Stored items
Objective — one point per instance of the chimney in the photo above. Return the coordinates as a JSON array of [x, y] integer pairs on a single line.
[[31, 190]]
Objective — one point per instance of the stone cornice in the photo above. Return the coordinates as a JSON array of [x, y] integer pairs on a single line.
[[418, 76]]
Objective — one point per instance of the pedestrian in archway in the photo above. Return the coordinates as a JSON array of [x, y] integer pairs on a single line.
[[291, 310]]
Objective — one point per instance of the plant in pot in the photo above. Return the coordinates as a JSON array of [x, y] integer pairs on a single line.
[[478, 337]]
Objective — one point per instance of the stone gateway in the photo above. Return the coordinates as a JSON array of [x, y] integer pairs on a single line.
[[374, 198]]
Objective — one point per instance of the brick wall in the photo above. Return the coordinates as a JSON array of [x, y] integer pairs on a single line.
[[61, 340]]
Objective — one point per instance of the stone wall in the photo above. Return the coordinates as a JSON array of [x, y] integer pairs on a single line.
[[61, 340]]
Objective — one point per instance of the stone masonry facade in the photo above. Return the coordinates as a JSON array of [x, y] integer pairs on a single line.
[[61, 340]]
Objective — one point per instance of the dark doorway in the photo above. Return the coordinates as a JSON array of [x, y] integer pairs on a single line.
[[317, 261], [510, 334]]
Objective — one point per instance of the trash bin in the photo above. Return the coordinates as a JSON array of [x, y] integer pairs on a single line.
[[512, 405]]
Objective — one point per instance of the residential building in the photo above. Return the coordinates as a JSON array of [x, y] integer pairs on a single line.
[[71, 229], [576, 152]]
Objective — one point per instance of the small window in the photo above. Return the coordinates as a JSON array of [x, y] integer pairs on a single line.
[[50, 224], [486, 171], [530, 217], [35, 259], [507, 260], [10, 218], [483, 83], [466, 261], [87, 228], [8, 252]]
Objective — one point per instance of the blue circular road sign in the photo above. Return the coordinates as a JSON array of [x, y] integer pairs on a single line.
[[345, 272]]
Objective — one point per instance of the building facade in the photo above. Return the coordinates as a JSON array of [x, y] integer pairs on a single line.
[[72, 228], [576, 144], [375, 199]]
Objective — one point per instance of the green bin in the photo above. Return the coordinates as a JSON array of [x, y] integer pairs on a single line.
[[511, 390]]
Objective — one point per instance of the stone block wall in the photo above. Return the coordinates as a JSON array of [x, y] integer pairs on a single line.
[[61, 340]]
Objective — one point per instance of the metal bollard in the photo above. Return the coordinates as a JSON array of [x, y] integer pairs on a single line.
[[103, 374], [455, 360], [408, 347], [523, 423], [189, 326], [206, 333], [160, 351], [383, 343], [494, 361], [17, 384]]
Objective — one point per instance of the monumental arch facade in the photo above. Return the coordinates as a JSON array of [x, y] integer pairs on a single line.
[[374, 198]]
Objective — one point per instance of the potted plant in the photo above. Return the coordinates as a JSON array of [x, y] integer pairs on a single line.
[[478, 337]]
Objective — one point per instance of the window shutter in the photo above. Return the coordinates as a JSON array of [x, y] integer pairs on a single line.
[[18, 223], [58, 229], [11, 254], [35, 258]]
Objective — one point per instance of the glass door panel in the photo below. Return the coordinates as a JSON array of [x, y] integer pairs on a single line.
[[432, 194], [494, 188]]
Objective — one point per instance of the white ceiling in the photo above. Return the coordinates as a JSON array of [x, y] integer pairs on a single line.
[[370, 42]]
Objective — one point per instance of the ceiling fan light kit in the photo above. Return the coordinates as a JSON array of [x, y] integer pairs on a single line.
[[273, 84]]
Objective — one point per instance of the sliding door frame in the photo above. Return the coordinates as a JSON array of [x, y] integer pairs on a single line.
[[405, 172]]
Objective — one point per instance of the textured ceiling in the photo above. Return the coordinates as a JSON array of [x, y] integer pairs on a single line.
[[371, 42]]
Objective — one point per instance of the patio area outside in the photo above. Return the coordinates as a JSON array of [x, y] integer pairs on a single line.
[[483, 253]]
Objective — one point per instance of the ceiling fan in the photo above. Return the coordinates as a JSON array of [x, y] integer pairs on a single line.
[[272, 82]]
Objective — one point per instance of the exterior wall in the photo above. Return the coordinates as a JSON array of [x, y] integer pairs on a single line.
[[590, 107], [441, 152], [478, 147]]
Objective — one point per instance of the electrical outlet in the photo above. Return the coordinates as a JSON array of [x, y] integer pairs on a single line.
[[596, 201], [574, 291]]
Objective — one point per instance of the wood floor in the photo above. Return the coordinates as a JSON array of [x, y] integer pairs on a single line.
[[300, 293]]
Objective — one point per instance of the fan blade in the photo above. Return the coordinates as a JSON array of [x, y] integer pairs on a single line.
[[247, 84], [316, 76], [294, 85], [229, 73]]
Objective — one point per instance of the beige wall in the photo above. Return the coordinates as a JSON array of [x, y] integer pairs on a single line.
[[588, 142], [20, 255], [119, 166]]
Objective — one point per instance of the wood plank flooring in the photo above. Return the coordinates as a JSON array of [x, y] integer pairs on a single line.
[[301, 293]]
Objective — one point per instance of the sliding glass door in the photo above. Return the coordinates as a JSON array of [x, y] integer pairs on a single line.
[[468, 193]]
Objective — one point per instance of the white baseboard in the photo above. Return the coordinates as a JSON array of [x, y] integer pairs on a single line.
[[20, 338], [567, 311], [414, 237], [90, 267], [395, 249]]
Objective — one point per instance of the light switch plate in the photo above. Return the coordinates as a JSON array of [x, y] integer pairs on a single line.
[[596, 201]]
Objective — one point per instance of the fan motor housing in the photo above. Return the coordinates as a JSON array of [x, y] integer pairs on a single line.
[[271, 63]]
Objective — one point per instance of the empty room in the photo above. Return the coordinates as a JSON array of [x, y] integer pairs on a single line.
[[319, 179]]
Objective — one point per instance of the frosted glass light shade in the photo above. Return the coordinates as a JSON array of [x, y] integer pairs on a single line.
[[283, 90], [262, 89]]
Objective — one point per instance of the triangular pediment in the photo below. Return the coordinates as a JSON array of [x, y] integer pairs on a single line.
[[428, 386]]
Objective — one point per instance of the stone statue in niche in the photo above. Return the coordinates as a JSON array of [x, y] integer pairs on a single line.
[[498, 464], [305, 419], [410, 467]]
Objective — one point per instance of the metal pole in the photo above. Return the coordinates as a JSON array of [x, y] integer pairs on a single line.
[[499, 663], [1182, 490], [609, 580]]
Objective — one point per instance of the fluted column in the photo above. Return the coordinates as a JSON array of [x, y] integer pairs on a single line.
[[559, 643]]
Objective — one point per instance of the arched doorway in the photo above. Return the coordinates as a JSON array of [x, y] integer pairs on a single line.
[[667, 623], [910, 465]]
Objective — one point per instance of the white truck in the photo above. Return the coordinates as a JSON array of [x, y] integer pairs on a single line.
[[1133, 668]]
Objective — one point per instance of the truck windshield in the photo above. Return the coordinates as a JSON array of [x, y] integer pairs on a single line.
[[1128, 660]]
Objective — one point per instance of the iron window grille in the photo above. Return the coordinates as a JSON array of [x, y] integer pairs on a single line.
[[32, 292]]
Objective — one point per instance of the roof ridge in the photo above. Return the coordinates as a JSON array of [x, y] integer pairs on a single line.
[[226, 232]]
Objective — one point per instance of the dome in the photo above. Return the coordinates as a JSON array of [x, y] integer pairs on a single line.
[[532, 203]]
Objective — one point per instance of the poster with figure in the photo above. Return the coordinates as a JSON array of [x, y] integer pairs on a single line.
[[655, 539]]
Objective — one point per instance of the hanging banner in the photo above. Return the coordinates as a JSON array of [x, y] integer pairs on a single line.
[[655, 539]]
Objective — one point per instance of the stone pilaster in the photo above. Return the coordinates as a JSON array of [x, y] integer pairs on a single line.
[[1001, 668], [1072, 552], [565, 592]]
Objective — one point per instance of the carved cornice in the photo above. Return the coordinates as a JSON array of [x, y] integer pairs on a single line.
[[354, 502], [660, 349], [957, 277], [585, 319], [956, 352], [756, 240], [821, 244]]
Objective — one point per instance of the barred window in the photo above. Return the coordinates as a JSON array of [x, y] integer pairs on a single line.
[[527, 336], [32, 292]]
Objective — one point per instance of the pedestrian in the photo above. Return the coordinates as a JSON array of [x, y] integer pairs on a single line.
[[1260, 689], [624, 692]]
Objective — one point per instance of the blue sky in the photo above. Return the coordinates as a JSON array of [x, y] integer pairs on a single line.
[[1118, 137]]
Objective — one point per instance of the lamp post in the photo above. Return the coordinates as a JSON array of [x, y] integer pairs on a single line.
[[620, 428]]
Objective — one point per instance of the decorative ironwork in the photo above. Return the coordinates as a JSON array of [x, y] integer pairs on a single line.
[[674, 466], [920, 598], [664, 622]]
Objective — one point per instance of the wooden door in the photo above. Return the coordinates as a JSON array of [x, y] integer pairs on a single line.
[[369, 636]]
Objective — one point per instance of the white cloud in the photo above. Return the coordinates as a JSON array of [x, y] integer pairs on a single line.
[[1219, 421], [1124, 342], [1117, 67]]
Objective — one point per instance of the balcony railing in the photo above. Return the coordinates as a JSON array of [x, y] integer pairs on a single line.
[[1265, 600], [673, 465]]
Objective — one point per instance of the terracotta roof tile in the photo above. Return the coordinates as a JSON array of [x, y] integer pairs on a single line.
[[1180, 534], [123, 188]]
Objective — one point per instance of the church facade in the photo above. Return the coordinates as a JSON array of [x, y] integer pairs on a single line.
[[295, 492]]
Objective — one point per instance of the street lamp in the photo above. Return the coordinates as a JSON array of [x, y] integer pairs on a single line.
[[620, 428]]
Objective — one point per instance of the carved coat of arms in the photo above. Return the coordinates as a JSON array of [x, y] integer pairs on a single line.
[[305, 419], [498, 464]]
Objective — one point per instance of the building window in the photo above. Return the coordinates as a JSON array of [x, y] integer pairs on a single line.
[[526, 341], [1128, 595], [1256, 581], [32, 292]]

| Task requirements |
What are the lines from the one with "Objective — one point per instance of the street" through the last line of the records above? Quote them exactly and add nothing.

| Response to this task |
Objective — one point per instance of the street lamp in the photo above. Return the coordinates as a JSON array of [x, y] integer pairs on a single line.
[[620, 428]]
Objective — one point per instance of the carved coat of arms in the photo above. Return the coordinates as a JSON array of [x, y] integer pairs on a single line.
[[305, 419], [498, 464]]
Objective — one point per instance of the building window in the photo above. Return the coordinates as a JSON array of [x, y] integer pairs on a single line.
[[526, 341], [1128, 595], [1256, 581], [32, 292]]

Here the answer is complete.